- BRIEF: Restate the entries below without a single change.

(Source data)

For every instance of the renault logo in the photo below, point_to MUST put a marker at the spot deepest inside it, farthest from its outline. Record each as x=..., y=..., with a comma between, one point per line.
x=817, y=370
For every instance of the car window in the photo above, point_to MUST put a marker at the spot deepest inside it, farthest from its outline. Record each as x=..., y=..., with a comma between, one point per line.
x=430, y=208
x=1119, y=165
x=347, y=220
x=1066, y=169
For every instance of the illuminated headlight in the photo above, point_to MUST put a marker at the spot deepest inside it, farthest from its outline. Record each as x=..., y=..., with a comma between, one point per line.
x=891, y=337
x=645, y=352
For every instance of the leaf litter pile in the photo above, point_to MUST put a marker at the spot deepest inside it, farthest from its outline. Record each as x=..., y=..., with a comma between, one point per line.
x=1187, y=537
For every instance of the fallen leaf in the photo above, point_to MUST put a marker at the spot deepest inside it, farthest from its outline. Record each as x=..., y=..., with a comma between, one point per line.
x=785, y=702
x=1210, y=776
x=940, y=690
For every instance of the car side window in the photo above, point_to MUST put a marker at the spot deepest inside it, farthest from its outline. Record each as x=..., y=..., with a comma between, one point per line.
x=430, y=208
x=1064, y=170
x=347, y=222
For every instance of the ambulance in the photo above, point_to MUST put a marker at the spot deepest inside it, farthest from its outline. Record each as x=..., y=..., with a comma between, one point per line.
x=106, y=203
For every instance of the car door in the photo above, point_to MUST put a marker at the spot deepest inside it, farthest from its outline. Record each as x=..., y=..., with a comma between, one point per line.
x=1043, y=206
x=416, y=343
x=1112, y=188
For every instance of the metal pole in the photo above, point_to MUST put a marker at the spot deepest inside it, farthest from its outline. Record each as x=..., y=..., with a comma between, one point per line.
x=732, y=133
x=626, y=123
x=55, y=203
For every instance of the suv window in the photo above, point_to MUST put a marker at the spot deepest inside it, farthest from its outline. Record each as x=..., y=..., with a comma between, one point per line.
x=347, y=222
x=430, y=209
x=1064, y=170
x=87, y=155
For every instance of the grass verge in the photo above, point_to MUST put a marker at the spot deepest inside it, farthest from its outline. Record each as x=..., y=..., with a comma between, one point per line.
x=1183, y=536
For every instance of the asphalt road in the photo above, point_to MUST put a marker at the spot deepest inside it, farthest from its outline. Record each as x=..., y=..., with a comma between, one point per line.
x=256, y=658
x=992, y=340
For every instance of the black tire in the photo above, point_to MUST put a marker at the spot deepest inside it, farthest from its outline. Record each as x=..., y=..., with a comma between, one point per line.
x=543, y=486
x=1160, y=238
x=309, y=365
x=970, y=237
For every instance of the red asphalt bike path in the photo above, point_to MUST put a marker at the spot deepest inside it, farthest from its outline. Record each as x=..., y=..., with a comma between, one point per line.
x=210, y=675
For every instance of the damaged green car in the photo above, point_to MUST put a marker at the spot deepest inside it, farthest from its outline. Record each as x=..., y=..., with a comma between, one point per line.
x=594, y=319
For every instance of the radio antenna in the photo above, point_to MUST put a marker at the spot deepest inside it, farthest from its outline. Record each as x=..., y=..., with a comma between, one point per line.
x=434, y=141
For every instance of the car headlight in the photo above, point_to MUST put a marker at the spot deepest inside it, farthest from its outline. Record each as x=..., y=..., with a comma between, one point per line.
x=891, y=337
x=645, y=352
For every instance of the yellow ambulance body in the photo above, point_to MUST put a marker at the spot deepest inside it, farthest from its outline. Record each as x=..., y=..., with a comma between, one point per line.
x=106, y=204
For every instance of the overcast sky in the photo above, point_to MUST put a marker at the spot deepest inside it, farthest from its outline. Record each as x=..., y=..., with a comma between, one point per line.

- YOUR RESPONSE:
For every instance of the renault logo in the photo below, point_to MUST put a marker at the spot deepest inside it, farthest from its outline. Record each as x=..., y=..., with a comma between, one point per line.
x=817, y=370
For every instance of the car window in the photo above, point_to MUST put a marker at the spot deepest inside it, farthest from its outline. Record each as x=..., y=..., with a comma between, one point per line.
x=430, y=208
x=1119, y=165
x=347, y=220
x=1066, y=169
For every instance of the illuminated headlight in the photo above, point_to MUST put a marker at the spot deepest inside it, farthest from its outline. Record each as x=..., y=..., with a comma between, one point per line.
x=891, y=337
x=645, y=352
For every instance of the leaf litter pile in the photo above, point_to MUST put a marker at the spot deepest inside it, farthest from its outline. Record each as x=..., y=..., with a comma between, one point per line.
x=1187, y=537
For every instance of the fallen leaf in the photo above, point_to MUST put a marker at the spot deepest inside it, farthest from its outline. Record each as x=..., y=..., with a comma between, one point per line.
x=785, y=702
x=1210, y=776
x=940, y=690
For every instance of the car side window in the photo above, point_to MUST put a marker at the spot deepest inside it, farthest from its outline. Record each as x=..., y=..., with a comma between, one point per line.
x=430, y=208
x=1064, y=170
x=347, y=222
For every instance of the ambulance in the photo above, point_to MUST put a marker at the spot deepest inside it, farthest from its outline. Record each as x=..., y=..., with a comma between, one point per line.
x=106, y=203
For every instance of the car door in the photo above, point_to MUST put a marker at the spot deepest inside it, farthest from its outline. Record each as x=..., y=..., with a comma between, one point per line.
x=1043, y=206
x=416, y=343
x=1112, y=188
For every instance of the metal pole in the photo above, point_to MUST put a marker at the spot deepest inside it, farthest from its outline. Record each as x=..., y=..., with a comma between, one point per line.
x=732, y=133
x=626, y=123
x=55, y=203
For every instance of the suv window in the photo above, point_to MUST put a marker at the spot deepest inside it, farthest from its outline. Record each as x=..., y=..., with a comma between, one point per line.
x=347, y=222
x=430, y=209
x=1064, y=170
x=87, y=155
For every instance of the grass verge in the photo above, point_to MUST put a marker at the spot deepest inside it, farthest from its outline. Record each as x=..., y=..., with a comma between, one point per line.
x=1183, y=536
For every instance of the asphalt road in the photo above, point_to MUST put a marker at the spot deepest inside it, farthest from its outline. Record each as x=..., y=..., with a comma between, one point per line.
x=256, y=658
x=992, y=340
For every instance of the black tire in the photo above, point_to MUST put a marker at the spot deepest inside it, farthest from its outline. Record each as x=..., y=..., with a comma between, one point per line.
x=543, y=486
x=1160, y=238
x=309, y=365
x=970, y=237
For every instance of the red asphalt bike path in the photo above, point_to MUST put a marker at the spot deepest inside it, farthest from its outline. Record each as x=..., y=..., with a comma between, one point per line.
x=210, y=675
For every instance of the damaged green car in the photo above, point_to MUST put a marker at the spot deepest inside it, farthest from its outline. Record each as x=..., y=..., with a comma between, one point per line.
x=594, y=319
For every instance of the radio antenna in the photo above, point_to MUST put a marker at the spot deepest inside it, farthest from its outline. Record each as x=..., y=..., with a comma between, one point per line.
x=434, y=141
For every instance of the car headlight in the photo above, point_to MUST put a marker at the spot deepest inside it, farthest from its outline. Record each as x=..., y=..., with a comma between, one point per line.
x=891, y=337
x=645, y=352
For every instance of the yellow ambulance body in the photo above, point_to MUST put a marker at the spot deepest inside it, farthest from its outline. Record each as x=..., y=..., with a comma between, one point per line.
x=106, y=204
For every instance of the overcast sky in the photo above, point_to MUST put a marker at the spot deepest inside it, farthest from its outline. Record each as x=..., y=..., with a comma between, one point per line.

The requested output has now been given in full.